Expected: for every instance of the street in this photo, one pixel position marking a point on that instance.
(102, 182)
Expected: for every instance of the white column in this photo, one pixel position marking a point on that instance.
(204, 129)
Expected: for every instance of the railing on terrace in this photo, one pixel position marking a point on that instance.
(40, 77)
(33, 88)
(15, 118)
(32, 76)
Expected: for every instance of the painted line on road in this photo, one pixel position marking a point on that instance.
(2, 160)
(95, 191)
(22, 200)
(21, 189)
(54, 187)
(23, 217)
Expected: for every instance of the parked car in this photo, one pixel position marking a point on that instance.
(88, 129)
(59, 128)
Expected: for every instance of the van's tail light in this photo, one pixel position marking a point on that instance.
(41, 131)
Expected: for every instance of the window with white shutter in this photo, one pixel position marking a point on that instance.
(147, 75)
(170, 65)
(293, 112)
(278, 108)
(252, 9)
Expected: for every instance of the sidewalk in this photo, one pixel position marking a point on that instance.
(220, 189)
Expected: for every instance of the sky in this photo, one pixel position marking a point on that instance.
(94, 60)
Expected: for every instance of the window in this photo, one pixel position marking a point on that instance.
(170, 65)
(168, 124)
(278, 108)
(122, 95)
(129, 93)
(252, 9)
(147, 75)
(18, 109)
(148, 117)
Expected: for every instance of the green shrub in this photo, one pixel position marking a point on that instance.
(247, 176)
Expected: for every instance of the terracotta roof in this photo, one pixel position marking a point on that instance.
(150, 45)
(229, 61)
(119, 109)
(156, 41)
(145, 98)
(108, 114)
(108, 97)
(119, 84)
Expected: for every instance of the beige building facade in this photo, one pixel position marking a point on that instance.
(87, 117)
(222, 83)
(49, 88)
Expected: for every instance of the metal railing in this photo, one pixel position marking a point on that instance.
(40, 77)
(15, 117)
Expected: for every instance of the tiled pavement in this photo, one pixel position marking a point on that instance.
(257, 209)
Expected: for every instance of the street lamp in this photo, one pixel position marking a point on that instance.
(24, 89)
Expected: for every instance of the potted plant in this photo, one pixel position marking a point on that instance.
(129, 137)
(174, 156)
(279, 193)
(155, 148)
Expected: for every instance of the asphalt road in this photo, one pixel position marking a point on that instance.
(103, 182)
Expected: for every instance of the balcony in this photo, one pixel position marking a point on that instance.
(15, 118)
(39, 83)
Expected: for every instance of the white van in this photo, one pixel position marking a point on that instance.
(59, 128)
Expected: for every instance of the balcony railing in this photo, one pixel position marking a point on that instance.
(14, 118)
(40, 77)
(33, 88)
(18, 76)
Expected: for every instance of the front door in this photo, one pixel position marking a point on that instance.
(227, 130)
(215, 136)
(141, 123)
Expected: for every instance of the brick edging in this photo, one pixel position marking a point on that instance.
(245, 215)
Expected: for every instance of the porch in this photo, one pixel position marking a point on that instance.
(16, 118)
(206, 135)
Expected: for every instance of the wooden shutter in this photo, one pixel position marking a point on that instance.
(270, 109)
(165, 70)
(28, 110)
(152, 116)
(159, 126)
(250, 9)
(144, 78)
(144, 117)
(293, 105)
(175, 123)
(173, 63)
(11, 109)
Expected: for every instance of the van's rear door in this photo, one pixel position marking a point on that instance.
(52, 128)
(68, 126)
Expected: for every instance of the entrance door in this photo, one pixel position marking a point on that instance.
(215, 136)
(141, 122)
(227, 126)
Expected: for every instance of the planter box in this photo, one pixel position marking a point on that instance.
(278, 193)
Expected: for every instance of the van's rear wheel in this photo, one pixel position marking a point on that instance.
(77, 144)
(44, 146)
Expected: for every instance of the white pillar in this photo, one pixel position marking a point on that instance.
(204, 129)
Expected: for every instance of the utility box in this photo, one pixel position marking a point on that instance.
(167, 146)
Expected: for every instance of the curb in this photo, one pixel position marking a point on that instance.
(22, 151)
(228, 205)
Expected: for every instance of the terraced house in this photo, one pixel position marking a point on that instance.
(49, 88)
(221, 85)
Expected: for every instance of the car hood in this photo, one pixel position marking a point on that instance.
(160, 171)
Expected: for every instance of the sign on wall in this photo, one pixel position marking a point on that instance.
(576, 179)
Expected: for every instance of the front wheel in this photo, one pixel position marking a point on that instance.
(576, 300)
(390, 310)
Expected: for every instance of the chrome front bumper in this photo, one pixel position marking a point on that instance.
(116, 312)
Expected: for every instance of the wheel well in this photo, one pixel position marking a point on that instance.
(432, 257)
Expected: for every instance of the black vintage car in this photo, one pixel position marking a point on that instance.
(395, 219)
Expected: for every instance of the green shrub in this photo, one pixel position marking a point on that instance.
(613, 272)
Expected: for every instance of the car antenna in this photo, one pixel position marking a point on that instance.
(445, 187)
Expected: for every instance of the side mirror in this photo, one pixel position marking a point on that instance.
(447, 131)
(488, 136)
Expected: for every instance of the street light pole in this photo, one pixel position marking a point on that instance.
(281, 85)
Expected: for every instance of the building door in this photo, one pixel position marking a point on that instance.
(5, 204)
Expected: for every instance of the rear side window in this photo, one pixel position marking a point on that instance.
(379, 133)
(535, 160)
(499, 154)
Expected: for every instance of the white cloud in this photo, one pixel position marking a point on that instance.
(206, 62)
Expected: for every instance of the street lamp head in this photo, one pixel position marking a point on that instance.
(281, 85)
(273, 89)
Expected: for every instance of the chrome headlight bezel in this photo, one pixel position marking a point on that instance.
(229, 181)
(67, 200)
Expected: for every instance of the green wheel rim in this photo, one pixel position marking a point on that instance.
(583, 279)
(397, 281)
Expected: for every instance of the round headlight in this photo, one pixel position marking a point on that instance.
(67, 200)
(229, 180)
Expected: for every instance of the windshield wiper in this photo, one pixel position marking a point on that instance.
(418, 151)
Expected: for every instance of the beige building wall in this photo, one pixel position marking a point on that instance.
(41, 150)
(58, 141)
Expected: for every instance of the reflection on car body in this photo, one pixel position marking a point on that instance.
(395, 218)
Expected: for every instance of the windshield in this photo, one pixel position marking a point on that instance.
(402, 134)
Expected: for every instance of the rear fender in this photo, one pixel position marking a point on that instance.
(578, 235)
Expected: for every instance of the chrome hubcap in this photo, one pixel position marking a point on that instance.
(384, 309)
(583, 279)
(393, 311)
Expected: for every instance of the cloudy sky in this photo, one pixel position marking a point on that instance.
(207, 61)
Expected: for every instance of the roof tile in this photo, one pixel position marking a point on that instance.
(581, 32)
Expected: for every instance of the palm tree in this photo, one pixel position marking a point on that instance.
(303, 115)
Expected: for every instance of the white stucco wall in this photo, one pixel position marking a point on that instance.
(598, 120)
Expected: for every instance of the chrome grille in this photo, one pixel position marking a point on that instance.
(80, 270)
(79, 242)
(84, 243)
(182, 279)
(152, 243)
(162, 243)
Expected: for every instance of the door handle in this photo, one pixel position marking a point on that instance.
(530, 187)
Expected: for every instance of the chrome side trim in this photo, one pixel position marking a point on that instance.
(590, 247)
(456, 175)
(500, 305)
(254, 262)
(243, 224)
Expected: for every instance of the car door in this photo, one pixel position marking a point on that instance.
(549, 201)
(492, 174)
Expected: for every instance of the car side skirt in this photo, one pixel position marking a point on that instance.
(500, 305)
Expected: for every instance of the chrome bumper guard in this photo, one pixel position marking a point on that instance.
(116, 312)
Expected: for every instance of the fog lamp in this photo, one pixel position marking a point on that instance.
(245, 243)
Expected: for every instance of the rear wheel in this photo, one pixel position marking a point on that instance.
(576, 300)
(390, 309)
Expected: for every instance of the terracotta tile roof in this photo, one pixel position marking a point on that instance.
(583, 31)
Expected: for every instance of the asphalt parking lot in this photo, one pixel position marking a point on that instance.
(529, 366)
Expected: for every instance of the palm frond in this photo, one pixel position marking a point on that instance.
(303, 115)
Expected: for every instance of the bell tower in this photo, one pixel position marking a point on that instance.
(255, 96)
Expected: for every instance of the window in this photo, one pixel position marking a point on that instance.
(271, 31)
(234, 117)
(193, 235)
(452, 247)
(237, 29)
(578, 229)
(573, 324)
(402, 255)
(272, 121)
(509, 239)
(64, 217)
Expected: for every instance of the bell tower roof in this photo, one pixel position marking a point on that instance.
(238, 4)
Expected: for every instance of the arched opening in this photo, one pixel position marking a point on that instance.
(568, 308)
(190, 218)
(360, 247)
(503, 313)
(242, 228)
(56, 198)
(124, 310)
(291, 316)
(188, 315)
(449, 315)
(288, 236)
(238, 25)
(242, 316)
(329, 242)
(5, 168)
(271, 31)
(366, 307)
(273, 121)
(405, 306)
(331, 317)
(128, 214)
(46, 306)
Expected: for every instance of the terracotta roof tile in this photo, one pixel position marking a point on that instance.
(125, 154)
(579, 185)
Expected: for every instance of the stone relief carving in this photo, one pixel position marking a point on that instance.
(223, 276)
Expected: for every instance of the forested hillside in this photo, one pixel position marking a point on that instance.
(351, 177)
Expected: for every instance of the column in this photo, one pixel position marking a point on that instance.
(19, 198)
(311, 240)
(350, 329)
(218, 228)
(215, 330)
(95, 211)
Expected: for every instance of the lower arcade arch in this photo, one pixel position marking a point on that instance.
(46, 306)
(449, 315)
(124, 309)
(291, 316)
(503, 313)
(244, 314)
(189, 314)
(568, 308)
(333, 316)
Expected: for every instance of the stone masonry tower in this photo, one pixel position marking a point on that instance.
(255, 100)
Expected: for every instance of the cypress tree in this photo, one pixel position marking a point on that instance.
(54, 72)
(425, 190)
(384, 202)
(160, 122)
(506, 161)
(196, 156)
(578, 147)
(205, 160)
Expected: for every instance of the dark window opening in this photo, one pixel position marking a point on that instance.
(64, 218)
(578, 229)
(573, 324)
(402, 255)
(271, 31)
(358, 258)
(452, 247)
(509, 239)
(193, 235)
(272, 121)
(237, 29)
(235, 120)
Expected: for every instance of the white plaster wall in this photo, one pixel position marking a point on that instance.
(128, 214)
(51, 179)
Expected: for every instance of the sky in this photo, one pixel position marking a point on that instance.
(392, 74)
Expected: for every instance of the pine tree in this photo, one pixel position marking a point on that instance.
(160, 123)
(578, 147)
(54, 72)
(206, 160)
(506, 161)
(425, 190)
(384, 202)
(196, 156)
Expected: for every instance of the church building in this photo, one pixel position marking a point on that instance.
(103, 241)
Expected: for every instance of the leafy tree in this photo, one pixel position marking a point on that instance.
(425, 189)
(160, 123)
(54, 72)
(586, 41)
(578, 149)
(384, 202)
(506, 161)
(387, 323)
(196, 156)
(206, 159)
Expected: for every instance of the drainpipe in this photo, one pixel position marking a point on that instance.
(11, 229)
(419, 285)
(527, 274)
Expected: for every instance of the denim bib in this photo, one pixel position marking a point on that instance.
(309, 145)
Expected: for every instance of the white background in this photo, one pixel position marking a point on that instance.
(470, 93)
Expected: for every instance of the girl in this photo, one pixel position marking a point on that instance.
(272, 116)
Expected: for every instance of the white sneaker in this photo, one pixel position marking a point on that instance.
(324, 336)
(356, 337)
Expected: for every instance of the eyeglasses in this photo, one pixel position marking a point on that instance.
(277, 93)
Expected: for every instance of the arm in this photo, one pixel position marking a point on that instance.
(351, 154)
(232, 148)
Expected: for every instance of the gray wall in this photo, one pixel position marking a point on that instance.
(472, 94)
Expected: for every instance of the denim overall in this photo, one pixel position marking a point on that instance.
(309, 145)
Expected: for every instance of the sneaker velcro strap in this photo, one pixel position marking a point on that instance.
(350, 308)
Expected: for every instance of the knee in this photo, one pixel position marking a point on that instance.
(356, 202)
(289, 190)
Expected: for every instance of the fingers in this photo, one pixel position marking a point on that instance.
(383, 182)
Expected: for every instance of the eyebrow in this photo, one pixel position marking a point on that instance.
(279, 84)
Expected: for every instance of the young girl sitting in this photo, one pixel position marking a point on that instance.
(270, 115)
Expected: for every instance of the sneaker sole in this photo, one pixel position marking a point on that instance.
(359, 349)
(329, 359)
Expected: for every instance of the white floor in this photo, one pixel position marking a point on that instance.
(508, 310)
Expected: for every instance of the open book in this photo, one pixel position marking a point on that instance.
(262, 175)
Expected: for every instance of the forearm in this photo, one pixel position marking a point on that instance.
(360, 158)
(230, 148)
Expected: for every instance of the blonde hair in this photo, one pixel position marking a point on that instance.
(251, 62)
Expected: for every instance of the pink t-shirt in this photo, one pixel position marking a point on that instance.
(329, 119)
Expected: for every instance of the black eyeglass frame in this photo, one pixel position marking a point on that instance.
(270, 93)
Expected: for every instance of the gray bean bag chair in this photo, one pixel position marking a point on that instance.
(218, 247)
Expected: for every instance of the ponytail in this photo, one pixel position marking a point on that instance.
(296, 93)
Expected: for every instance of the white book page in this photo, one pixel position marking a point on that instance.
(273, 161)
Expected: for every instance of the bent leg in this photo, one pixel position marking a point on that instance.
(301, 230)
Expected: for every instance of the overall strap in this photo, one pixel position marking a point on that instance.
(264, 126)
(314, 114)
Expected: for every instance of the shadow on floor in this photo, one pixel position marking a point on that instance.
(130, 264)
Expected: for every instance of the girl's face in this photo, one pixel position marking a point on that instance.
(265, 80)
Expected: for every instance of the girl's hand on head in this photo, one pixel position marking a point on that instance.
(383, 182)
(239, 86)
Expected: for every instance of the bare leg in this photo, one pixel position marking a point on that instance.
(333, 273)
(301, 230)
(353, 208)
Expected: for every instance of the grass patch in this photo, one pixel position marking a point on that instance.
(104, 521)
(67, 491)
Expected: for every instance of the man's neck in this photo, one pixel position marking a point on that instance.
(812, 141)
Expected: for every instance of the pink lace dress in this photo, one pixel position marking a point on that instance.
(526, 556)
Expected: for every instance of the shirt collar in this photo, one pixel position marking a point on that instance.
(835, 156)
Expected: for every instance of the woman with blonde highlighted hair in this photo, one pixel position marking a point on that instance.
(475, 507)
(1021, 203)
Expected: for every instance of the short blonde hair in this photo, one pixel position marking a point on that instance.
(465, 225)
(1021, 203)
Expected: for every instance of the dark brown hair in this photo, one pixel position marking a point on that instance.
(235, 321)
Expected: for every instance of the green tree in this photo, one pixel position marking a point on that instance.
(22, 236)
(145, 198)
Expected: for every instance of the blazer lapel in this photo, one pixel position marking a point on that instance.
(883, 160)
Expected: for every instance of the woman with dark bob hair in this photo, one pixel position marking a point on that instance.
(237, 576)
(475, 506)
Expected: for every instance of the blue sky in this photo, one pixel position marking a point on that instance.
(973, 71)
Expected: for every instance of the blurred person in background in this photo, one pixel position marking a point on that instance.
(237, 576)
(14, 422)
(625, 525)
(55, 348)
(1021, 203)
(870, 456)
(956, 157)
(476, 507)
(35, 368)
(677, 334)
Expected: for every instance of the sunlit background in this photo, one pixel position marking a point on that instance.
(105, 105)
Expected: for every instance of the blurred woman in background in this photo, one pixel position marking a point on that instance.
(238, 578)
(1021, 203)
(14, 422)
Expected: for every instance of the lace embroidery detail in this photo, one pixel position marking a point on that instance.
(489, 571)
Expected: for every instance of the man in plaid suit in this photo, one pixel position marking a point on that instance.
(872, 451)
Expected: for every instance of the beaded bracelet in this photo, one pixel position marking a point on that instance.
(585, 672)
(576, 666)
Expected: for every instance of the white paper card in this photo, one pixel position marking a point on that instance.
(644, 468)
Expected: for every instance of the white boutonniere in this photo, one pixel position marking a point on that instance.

▬▬▬▬▬▬

__Required task__. Set down exactly what runs from the line with "Expected: for every instance of the blurred person" to the last line of the data above, including both of those lines and no others.

__In response__.
Expected: for every instance of the blurred person in background in this photo, one pixel position marking a point on that instance.
(237, 576)
(14, 422)
(625, 525)
(55, 348)
(1021, 203)
(870, 456)
(956, 157)
(476, 507)
(35, 368)
(677, 334)
Expected: for every instance of the sunlit background in this photo, one pixel position marking a point on that instance.
(105, 105)
Expected: for every instance of the blurred woman in background in this photo, one pixel position marking a point on that instance.
(238, 578)
(1021, 203)
(14, 422)
Expected: for every instance of the lace embroidery detail in this photo, one pixel position marking a point on that instance.
(489, 571)
Expected: for every instance of the man in plaid suit in this photo, one pixel position marking a point on that instance.
(872, 451)
Expected: for every instance of the beaded bracelet in this photo, one pixel position marking a point on that instance.
(585, 672)
(576, 666)
Expected: for every instance of the white paper card in this photo, one pixel position marking a point on that instance.
(644, 468)
Expected: for every instance of the white boutonniere in this photo, one pixel position marking a point on that instance.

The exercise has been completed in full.